#### Selected passage
The total carrying value of provisions as at 30 September 2020
was GBP4.0 (2019: GBP3.6m) - see Note 25 for further details.
Impairment of intangible assets and goodwill
The Group assess whether there are any indicators of impairment
for all non-financial assets at each reporting date. Goodwill is
tested for impairment annually and at other times when such
indicators exist. Other non-financial assets are tested for
impairment when there are indicators that the carrying amounts may
not be recoverable.
When value-in-use calculations are undertaken, management must
estimate the expected future cash flows from the cash-generating
unit and choose a suitable discount rate in order to calculate the
present value of those cash flows. Further details are given in
note 15.

#### Raw records

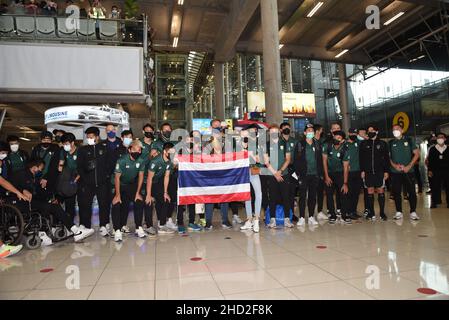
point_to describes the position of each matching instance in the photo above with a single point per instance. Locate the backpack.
(66, 185)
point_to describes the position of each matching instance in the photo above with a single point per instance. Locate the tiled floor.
(275, 264)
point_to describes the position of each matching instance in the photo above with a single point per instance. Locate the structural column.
(271, 61)
(258, 74)
(344, 97)
(219, 90)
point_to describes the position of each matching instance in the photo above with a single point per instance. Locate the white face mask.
(397, 133)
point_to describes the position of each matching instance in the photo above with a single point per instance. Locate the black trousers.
(335, 189)
(406, 180)
(320, 195)
(440, 178)
(120, 211)
(86, 195)
(308, 190)
(355, 185)
(70, 206)
(279, 192)
(181, 209)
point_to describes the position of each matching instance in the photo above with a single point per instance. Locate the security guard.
(308, 166)
(277, 157)
(157, 185)
(125, 183)
(285, 130)
(16, 160)
(333, 155)
(404, 153)
(352, 179)
(67, 161)
(49, 153)
(93, 168)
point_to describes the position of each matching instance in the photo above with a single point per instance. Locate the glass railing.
(67, 29)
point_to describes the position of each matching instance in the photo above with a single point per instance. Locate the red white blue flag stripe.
(213, 178)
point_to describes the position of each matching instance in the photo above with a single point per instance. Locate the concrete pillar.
(271, 61)
(288, 74)
(344, 97)
(258, 74)
(219, 90)
(240, 84)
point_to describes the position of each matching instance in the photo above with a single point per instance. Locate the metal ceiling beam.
(306, 52)
(232, 28)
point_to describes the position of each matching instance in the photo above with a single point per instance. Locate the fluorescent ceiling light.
(315, 9)
(400, 14)
(341, 53)
(418, 58)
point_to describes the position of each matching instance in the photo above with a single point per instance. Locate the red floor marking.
(427, 291)
(196, 259)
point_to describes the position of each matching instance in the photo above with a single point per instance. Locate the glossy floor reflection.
(368, 260)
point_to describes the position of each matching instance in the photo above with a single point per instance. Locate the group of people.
(48, 7)
(143, 172)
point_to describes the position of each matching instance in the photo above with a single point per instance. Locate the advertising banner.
(294, 105)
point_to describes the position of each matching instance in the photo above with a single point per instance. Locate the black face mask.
(336, 142)
(286, 131)
(135, 155)
(149, 135)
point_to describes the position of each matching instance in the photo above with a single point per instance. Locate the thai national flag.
(214, 178)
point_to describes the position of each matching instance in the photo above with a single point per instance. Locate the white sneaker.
(140, 233)
(256, 226)
(301, 222)
(414, 216)
(165, 230)
(104, 232)
(118, 236)
(236, 219)
(171, 225)
(398, 216)
(287, 223)
(81, 234)
(125, 229)
(46, 240)
(322, 216)
(312, 221)
(247, 226)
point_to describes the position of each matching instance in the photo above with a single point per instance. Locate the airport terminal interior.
(379, 64)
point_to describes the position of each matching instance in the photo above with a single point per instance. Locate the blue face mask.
(127, 142)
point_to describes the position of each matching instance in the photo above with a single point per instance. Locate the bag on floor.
(279, 215)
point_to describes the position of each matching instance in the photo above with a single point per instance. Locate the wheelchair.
(18, 226)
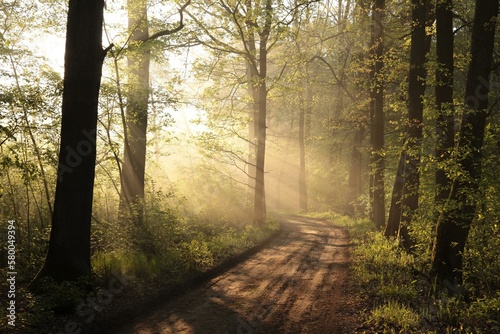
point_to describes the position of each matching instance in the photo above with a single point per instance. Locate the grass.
(403, 300)
(178, 248)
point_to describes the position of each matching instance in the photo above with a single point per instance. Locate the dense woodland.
(157, 138)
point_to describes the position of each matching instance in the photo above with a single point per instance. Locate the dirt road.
(299, 283)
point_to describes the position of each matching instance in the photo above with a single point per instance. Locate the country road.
(299, 283)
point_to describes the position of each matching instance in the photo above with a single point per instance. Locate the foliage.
(403, 299)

#### List of tasks
[1] Please rewrite the paragraph in the impairment excerpt that begins "The Group assess whether" as a short list that keeps its main facts.
[2] From the impairment excerpt, extract the text from "Impairment of intangible" to "not be recoverable.", word for word.

#### Solution list
[1]
- At each reporting date, the Group checks all non-financial assets for any indicators of impairment.
- Goodwill is tested for impairment every year, and also at other times when such indicators exist.
- Other non-financial assets are tested for impairment when there are indicators that their carrying amounts may not be recoverable.

[2]
Impairment of intangible assets and goodwill
The Group assess whether there are any indicators of impairment
for all non-financial assets at each reporting date. Goodwill is
tested for impairment annually and at other times when such
indicators exist. Other non-financial assets are tested for
impairment when there are indicators that the carrying amounts may
not be recoverable.